> _RECORDS PROVIDED_
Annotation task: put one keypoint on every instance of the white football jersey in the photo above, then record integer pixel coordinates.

--

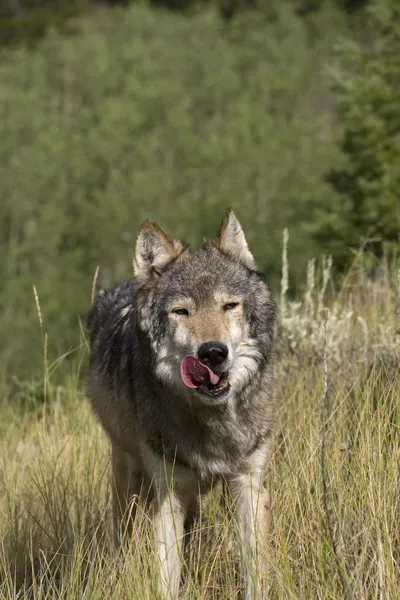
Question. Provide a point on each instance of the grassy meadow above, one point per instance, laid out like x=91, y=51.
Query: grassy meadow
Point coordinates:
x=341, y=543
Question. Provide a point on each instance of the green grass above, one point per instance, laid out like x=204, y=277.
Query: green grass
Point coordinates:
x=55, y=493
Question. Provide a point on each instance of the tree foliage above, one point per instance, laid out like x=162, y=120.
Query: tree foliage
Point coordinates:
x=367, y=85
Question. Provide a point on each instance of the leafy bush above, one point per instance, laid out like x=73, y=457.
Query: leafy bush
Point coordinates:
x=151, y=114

> _WORK TO DO_
Please reproduce the lines of the listing from the line with "Question. Provide a point on each instance of the tree" up to and including the line with "x=151, y=114".

> _THE OUTPUT_
Question. Provide a point on each instance of the tree foliage above, one point per instance, laid out like x=162, y=120.
Query: tree foliage
Point coordinates:
x=367, y=85
Question. Provide a point on each instance of the leafy bush above, one point per instance, laid out like x=73, y=457.
Query: leafy bush
Point coordinates:
x=151, y=114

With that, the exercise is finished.